:: 任务要求 ::
请只重写材料中从含有“and white sneaker?”的那一行起、一直到含有“[849,1110,893,1246]”的那一行为止的全部行（首尾两行都算在内），请求部分也一并照录。重写时把答案里的每个坐标数值都调整 -87。

:: 练习数据 ::

• • • • •

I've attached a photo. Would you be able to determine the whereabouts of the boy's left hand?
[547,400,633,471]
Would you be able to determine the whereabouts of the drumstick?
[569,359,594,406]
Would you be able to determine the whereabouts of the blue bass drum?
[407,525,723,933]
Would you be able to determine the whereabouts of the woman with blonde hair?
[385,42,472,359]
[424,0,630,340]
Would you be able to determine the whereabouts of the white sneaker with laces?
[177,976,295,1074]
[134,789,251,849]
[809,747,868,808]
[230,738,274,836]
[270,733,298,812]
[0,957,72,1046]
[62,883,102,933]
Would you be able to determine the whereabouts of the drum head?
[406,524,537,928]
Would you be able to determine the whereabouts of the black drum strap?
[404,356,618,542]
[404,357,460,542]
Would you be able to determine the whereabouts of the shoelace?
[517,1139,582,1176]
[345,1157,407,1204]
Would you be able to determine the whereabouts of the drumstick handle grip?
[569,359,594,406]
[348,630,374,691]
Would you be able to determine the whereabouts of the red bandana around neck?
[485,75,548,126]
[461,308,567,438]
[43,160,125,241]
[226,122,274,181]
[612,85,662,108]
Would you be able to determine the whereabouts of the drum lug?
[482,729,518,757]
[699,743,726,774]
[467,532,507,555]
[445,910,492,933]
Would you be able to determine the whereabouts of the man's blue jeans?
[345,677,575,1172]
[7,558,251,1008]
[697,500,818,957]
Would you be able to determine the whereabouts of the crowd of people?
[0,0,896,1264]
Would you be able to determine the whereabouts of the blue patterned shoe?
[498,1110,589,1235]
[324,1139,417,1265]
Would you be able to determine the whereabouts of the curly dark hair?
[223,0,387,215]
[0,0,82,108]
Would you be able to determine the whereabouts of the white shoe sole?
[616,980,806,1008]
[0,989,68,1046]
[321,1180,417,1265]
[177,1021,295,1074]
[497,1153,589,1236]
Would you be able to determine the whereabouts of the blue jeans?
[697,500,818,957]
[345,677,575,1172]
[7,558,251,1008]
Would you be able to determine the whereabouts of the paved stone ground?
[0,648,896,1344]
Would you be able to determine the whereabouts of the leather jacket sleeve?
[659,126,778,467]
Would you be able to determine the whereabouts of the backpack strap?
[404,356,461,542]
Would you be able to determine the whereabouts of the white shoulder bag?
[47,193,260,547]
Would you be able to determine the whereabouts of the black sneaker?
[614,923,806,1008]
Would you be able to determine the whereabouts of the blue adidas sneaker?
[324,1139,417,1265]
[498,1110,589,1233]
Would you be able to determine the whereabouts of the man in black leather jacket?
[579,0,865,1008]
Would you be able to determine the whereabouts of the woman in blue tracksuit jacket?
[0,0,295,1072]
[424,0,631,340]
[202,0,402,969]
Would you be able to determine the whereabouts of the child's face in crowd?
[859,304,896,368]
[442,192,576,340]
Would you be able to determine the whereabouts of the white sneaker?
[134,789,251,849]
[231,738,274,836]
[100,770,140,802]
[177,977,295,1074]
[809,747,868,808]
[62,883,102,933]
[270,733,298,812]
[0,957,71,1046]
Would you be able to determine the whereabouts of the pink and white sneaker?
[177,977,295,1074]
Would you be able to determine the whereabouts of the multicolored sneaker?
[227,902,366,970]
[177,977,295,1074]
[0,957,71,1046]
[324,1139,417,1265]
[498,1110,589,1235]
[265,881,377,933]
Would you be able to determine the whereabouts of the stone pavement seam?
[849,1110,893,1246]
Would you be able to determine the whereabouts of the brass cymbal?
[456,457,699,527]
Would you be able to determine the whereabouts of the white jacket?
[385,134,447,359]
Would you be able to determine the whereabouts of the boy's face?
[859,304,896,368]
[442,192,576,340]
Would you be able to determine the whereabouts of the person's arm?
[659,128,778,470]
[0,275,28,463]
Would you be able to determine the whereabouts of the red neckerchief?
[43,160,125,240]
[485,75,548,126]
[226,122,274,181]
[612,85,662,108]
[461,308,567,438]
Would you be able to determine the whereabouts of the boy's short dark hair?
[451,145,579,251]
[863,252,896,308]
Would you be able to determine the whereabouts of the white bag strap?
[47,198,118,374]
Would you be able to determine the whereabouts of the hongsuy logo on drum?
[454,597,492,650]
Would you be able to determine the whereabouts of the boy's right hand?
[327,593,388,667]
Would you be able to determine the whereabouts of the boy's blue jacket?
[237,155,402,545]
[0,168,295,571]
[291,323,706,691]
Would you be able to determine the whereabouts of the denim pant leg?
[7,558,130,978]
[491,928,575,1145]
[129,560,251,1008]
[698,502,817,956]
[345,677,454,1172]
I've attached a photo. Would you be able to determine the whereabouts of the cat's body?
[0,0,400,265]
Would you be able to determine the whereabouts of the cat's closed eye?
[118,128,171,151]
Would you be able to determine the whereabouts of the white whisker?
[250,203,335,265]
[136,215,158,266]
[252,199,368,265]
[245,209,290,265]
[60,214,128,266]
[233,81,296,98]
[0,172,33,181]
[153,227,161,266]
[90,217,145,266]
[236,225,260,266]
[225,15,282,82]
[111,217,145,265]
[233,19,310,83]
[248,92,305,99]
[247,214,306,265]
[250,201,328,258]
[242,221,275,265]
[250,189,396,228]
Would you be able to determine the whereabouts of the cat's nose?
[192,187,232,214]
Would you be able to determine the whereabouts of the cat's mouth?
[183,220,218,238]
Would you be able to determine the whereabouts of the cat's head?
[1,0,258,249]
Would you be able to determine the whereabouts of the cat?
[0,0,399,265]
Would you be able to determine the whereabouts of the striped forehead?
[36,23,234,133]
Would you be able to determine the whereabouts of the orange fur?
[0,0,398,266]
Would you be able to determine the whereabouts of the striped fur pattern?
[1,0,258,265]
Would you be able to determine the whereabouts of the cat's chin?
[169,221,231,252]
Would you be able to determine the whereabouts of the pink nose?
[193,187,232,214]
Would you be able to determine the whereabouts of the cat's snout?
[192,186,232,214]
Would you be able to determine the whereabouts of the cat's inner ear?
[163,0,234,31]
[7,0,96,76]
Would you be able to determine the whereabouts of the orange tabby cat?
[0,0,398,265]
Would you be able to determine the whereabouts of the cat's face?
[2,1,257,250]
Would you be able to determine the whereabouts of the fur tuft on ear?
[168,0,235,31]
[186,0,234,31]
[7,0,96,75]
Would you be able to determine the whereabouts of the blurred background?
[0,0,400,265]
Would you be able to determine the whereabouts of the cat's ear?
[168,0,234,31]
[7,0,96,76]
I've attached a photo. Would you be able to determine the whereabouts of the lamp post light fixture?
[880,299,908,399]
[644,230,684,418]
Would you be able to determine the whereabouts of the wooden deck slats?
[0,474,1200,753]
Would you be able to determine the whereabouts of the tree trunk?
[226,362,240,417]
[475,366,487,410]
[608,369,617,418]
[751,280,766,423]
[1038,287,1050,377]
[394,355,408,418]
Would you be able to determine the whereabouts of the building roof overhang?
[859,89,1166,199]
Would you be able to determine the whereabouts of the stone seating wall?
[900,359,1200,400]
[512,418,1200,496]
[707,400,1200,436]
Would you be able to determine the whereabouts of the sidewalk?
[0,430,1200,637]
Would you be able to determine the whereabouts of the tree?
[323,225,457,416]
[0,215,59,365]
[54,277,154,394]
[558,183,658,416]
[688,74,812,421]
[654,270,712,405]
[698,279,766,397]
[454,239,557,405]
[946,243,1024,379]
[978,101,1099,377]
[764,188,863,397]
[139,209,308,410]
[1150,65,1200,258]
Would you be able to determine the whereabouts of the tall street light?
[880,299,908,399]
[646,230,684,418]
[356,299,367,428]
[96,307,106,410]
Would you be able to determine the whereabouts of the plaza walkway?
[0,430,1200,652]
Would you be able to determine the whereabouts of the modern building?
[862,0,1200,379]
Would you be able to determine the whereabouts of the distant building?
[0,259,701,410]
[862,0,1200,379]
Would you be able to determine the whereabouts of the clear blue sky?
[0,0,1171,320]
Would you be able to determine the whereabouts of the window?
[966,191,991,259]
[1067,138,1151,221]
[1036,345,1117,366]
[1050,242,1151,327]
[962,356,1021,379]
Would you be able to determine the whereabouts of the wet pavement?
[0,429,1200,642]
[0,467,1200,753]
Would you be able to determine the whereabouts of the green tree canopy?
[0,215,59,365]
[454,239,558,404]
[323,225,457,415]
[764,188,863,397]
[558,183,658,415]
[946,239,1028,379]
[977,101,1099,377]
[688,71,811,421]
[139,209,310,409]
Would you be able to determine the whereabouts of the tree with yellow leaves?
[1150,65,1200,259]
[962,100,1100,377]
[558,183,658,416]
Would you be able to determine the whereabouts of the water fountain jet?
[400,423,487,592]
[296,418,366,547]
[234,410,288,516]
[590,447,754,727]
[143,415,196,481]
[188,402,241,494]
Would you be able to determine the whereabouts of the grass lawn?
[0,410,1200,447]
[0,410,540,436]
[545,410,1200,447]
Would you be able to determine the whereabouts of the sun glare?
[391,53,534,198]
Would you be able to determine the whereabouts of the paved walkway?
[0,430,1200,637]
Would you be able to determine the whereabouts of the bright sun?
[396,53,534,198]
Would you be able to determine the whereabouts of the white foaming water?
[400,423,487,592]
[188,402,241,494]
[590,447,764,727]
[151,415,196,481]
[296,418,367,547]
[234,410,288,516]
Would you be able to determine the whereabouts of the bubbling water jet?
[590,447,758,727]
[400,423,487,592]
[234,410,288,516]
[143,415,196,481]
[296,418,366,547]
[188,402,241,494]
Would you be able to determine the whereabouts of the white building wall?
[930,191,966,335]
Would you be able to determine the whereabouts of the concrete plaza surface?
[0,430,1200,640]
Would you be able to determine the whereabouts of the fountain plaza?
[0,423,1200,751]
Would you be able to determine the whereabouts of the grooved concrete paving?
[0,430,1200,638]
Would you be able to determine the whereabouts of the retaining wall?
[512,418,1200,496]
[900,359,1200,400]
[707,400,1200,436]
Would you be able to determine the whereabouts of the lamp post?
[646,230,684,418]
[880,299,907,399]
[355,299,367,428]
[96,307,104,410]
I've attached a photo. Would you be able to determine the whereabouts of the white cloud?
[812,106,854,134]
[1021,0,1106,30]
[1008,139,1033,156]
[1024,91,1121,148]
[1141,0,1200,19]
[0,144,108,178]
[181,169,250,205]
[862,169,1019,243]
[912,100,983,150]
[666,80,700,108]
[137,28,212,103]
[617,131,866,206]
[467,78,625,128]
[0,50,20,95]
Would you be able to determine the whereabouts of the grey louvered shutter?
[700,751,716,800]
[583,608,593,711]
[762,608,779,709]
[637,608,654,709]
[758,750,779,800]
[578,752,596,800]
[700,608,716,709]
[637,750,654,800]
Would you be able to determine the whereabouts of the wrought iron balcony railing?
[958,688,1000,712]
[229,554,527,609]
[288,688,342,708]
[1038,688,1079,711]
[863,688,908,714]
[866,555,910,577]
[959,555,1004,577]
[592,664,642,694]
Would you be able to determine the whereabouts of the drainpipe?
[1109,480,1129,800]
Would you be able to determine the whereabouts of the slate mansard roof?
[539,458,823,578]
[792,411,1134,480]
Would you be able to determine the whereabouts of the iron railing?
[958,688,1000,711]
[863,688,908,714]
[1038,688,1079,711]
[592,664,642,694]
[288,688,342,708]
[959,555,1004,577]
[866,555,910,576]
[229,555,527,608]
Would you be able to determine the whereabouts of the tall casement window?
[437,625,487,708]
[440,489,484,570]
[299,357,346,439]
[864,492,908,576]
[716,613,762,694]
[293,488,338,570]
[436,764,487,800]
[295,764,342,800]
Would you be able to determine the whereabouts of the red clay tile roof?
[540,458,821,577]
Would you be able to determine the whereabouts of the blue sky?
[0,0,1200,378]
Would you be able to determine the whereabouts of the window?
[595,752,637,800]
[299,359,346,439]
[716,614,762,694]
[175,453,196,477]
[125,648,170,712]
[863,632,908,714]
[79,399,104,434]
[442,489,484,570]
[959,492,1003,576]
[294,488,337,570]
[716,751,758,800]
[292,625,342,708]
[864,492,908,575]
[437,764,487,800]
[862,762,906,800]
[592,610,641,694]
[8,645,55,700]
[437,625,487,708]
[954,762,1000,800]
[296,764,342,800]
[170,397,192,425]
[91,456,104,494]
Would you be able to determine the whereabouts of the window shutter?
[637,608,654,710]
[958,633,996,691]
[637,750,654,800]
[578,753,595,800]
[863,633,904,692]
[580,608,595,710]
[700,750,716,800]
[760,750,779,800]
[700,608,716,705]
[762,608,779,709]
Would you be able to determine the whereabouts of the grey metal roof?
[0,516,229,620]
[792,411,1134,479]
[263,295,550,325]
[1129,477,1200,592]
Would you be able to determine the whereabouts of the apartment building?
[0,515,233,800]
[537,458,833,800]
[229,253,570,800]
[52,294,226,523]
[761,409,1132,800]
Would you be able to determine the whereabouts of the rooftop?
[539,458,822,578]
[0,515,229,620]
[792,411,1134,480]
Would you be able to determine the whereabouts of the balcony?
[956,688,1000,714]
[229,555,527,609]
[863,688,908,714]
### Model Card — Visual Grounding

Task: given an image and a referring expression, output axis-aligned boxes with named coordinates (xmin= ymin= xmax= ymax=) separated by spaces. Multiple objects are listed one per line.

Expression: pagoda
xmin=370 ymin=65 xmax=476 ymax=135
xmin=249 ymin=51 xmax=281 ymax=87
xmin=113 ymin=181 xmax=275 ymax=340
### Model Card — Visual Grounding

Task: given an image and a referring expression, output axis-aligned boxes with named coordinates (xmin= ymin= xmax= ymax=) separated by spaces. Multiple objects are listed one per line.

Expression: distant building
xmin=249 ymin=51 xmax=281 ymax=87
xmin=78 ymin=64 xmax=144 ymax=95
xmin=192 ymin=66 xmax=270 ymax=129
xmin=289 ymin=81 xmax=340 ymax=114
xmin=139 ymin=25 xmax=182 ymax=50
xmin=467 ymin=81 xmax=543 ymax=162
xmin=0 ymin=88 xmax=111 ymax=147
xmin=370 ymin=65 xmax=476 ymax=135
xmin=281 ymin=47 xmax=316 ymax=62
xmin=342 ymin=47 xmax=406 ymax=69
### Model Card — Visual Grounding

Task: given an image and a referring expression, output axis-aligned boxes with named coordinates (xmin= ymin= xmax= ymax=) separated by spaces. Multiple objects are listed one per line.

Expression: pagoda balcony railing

• • • • •

:: 结果 ::
Would you be able to determine the whereabouts of the pink and white sneaker?
[90,890,208,987]
Would you be able to determine the whereabouts of the multicolored sneaker?
[140,815,279,883]
[90,890,208,987]
[-87,870,-16,959]
[237,1052,330,1178]
[411,1023,502,1148]
[178,794,290,846]
Would you be able to determine the whereabouts of the stone pavement seam?
[762,1023,806,1159]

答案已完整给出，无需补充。